Video game group weighs in on the R18 debate

The Interactive Games and Entertainment Association has thrown its hat in the ring on the ongoing debate about whether Australia should have a adult classification for video games, by writing a submission to the Attorney-General’s office.

The iGEA, which represents platform holders, publishers and distributors; has appealed for an R18+ classification to cater to the maturing gaming population and ensure consistent classification amongst other forms of entertainment.

According to Ron Curry, CEO of the iGEA, there is overwhelming support from the Australian population for an adult rating on video games.

“Australia needs an adult rating so adults can play games that are age appropriate for them and parents can make educated choices for their families based on clear, consistent guidelines,” he said.

“With the deadline for submissions closing on February 28, we urge the community to make their voices heard in support of an adult classification.”

Currently Australia is the only Western country in the world without an adult classification for video games, with the current maximum sitting at MA15+. This proves a problem for gamers due to the fact that many games have to be watered down just to get released, and in some cases games get completely banned.

- _Parts of the exercise_
- 1) Repeat a portion of the article on the R18 debate word for word, beginning at the words "The Interactive Games" and stopping after "forms of entertainment.".
- 2) Summarize the article on the R18 debate in two sentences.
The records have no connection to the article on the R18 debate.

- _Material_
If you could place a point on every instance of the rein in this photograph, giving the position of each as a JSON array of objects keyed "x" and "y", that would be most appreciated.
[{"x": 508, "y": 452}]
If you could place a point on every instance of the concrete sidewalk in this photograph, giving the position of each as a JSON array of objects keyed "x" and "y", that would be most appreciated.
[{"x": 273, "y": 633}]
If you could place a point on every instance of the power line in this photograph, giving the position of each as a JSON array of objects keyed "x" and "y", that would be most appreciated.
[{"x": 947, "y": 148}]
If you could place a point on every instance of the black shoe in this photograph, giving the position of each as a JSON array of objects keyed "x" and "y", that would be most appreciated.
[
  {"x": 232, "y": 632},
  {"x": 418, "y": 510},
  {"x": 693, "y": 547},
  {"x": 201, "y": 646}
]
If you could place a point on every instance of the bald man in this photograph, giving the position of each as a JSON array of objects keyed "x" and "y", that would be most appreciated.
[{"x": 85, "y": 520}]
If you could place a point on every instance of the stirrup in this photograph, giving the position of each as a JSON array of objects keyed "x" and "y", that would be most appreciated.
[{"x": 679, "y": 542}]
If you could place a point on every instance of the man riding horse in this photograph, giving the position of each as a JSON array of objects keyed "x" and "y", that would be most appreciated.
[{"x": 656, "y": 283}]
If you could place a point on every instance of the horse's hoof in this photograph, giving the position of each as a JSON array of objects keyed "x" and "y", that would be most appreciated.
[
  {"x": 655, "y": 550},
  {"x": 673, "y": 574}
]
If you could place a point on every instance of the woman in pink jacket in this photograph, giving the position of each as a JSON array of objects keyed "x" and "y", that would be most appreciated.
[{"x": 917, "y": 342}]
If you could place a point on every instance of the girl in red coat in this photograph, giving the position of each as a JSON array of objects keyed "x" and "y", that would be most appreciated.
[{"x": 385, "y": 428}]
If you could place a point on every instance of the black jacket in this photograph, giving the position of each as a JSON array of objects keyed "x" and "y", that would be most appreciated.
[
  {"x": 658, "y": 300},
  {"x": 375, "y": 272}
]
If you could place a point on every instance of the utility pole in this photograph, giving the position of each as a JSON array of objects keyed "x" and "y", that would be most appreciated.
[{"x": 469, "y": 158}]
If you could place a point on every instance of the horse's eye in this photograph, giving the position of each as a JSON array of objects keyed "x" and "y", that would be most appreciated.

- _Written responses_
- 1)
The Interactive Games and Entertainment Association has thrown its hat in the ring on the ongoing debate about whether Australia should have a adult classification for video games, by writing a submission to the Attorney-General’s office.

The iGEA, which represents platform holders, publishers and distributors; has appealed for an R18+ classification to cater to the maturing gaming population and ensure consistent classification amongst other forms of entertainment.

- 2) The Interactive Games and Entertainment Association, which represents platform holders, publishers and distributors, has written a submission to the Attorney-General's office calling for an R18+ classification for video games in Australia. Its CEO, Ron Curry, says the Australian population overwhelmingly supports an adult rating, and the article notes that Australia is the only Western country without one, so many games are watered down or banned.